Copy out all of the material. Every line must match the original.
+-------+
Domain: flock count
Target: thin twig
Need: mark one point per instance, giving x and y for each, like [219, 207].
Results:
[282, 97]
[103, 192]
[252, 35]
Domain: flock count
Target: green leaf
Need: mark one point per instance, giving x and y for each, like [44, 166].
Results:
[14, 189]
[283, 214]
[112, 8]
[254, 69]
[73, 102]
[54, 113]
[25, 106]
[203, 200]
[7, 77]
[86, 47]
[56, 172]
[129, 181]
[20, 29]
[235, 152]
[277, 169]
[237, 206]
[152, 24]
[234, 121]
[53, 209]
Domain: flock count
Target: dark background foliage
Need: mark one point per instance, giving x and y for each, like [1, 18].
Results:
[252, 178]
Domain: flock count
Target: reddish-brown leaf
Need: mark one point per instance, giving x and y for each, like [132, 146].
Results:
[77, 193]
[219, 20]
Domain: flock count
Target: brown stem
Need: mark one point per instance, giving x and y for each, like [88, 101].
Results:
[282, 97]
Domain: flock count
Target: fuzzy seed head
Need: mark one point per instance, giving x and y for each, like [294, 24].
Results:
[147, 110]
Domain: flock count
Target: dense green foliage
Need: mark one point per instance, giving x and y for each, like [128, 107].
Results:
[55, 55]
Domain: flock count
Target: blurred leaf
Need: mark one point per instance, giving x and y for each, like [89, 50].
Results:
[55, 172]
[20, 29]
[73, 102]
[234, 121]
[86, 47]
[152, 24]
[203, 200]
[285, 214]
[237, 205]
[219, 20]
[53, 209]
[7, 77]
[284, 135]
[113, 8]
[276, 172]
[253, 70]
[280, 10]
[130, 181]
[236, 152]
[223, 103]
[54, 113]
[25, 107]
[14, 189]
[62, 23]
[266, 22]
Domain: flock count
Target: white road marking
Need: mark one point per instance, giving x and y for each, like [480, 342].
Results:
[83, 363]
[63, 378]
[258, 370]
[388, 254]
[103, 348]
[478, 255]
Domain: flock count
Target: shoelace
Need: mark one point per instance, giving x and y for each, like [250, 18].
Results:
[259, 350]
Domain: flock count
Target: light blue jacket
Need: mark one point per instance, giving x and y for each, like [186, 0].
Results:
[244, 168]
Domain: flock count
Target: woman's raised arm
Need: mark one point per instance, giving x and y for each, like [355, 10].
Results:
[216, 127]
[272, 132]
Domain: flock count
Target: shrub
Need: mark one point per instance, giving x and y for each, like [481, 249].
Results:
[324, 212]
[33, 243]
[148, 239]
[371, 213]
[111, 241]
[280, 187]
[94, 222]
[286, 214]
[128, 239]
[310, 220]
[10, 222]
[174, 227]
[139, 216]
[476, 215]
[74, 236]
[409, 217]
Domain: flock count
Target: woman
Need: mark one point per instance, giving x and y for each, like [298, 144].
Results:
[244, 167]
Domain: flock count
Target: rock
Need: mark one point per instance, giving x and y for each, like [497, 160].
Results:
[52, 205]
+-------+
• **Final answer**
Domain: flock count
Target: thin twig
Need: mark one point per instance, giving x and y for each, like [219, 207].
Results:
[282, 97]
[103, 192]
[252, 35]
Domain: flock count
Target: green leaf
Need: mark one point per instance, giving x and y for each, like [44, 166].
Results:
[14, 189]
[283, 214]
[112, 8]
[254, 69]
[73, 102]
[54, 113]
[25, 106]
[203, 200]
[7, 77]
[86, 47]
[56, 172]
[129, 181]
[20, 29]
[235, 152]
[277, 169]
[237, 206]
[152, 24]
[234, 121]
[53, 209]
Domain: flock count
Target: dark background foliage
Need: mark one point per instance, giving x and y for each, like [1, 18].
Results:
[252, 178]
Domain: flock count
Target: reddish-brown leaf
Need: mark one point per instance, giving x and y for each, like [132, 146].
Results:
[77, 193]
[219, 20]
Domain: flock count
Target: brown stem
Need: mark one point per instance, giving x and y for each, like [88, 101].
Results:
[282, 97]
Domain: flock count
Target: fuzzy seed head
Need: mark one point per instance, giving x and y for each, like [294, 24].
Results:
[147, 110]
Domain: flock count
Target: dense green foliage
Need: mark one point per instance, giving x and y for each, like [128, 107].
Results:
[55, 55]
Domain: flock count
Target: blurred leaf
Need: mark one point per instance, giving x and y for each, like [89, 50].
Results:
[55, 172]
[20, 29]
[73, 102]
[234, 121]
[86, 47]
[152, 24]
[203, 200]
[285, 214]
[237, 205]
[219, 20]
[53, 209]
[7, 77]
[284, 135]
[113, 8]
[276, 172]
[253, 70]
[280, 10]
[130, 181]
[236, 152]
[223, 103]
[54, 113]
[25, 107]
[14, 189]
[62, 23]
[266, 22]
Domain: flock count
Target: white road marking
Need: mark one point per instance, giving x and y for each, like [480, 342].
Results:
[83, 363]
[63, 378]
[258, 370]
[388, 254]
[103, 348]
[478, 255]
Domain: flock count
Target: shoelace
Need: mark one point per instance, giving x and y for each, like [250, 18].
Results:
[259, 350]
Domain: flock count
Target: light blue jacket
Need: mark one point per instance, giving x and y for each, like [186, 0].
Results:
[244, 168]
Domain: flock count
Target: woman's raised arm
Need: mark one point per instance, giving x and y for each, like [355, 10].
Results:
[216, 127]
[272, 132]
Domain: flock count
Target: shrub
Need: mark one point per instance, giving x and y for each, like [481, 249].
Results:
[324, 212]
[33, 243]
[148, 239]
[371, 213]
[111, 241]
[280, 187]
[94, 222]
[286, 214]
[128, 239]
[310, 220]
[10, 222]
[174, 227]
[139, 216]
[476, 215]
[74, 236]
[409, 217]
Domain: flock count
Target: woman
Need: mark one point per instance, giving x and y for each, like [298, 144].
Results:
[244, 167]
Domain: flock count
Target: rock
Need: mark one point per instance, giving x and y for each, like [497, 160].
Results:
[52, 205]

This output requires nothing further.